◆ Excerpted passage
--*--

Of course, for most people this kind of accounting is beside the point. Their horror over even the possibility of a meltdown means that the nuclear-power industry needs constant and aggressive regulation for the public to allow it to stay in business. 
Yet despite the 1979 accident at the Three Mile Island nuclear plant in Pennsylvania, the Nuclear Regulatory Commission has often been too timid in ensuring that America’s 104 commercial reactors are operated safely. Nuclear power is a textbook example of the problem of “regulatory capture” — in which an industry gains control of an agency meant to regulate it. Regulatory capture can be countered only by vigorous public scrutiny and Congressional oversight, but in the 32 years since Three Mile Island, interest in nuclear regulation has declined precipitously. 
In 2002, after the commission retreated from demanding an early inspection of a reactor,Davis-Besse in Ohio, that it suspected was operating in a dangerous condition, its own inspector general concluded that it “appears to have informally established an unreasonably high burden of requiring absolute proof of a safety problem, versus lack of a reasonable assurance of maintaining public health and safety.” 
Even before Three Mile Island, a group of nuclear engineers had proposed that filtered vents be attached to buildings around reactors, which are intended to contain the gases released from overheated fuel. If the pressure inside these containment buildings increased dangerously — as has happened repeatedly at Fukushima — the vents would release these gases after the filters greatly reduced their radioactivity. 
France and Germany installed such filters in their plants, but the Nuclear Regulatory Commission declined to require them. Given the influence of America’s example, had the commission demanded the addition of filtered vents, they would likely have been required worldwide, including in Japan.

--*--

◆ Tasks to complete
**a.** Decide whether each statement agrees with the passage on nuclear regulation, answering yes or no and quoting the words that settle it: (i) France and Germany installed filtered vents in their plants. (ii) The Nuclear Regulatory Commission required filtered vents in American reactors. (iii) Interest in nuclear regulation has grown since Three Mile Island.
**b.** According to the passage on nuclear regulation, how many commercial reactors does America have?
**c.** Repeat the passage on nuclear regulation word for word, from "Yet despite the" up to and including "has declined precipitously.".
Work from the passage on nuclear regulation alone.

[Records]
--*--

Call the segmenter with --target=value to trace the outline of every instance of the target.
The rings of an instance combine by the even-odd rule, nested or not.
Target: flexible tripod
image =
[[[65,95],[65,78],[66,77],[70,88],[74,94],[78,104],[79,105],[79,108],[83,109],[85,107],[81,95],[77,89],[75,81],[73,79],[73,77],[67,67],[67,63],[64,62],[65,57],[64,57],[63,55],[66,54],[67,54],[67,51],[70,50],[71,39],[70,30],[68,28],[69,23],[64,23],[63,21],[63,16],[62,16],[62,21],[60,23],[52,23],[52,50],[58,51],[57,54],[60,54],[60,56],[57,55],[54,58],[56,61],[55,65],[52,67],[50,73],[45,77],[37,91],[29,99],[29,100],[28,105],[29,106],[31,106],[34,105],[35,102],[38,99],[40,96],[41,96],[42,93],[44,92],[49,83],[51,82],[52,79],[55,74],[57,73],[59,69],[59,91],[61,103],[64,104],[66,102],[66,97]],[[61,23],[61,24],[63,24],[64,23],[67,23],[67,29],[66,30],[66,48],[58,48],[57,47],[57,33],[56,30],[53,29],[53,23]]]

--*--

◆ Answers to the exercise
**a.**
(i) Yes: "France and Germany installed such filters in their plants"
(ii) No: "the Nuclear Regulatory Commission declined to require them"
(iii) No: "interest in nuclear regulation has declined precipitously"

**b.** America has 104 commercial reactors.

**c.**
Yet despite the 1979 accident at the Three Mile Island nuclear plant in Pennsylvania, the Nuclear Regulatory Commission has often been too timid in ensuring that America’s 104 commercial reactors are operated safely. Nuclear power is a textbook example of the problem of “regulatory capture” — in which an industry gains control of an agency meant to regulate it. Regulatory capture can be countered only by vigorous public scrutiny and Congressional oversight, but in the 32 years since Three Mile Island, interest in nuclear regulation has declined precipitously.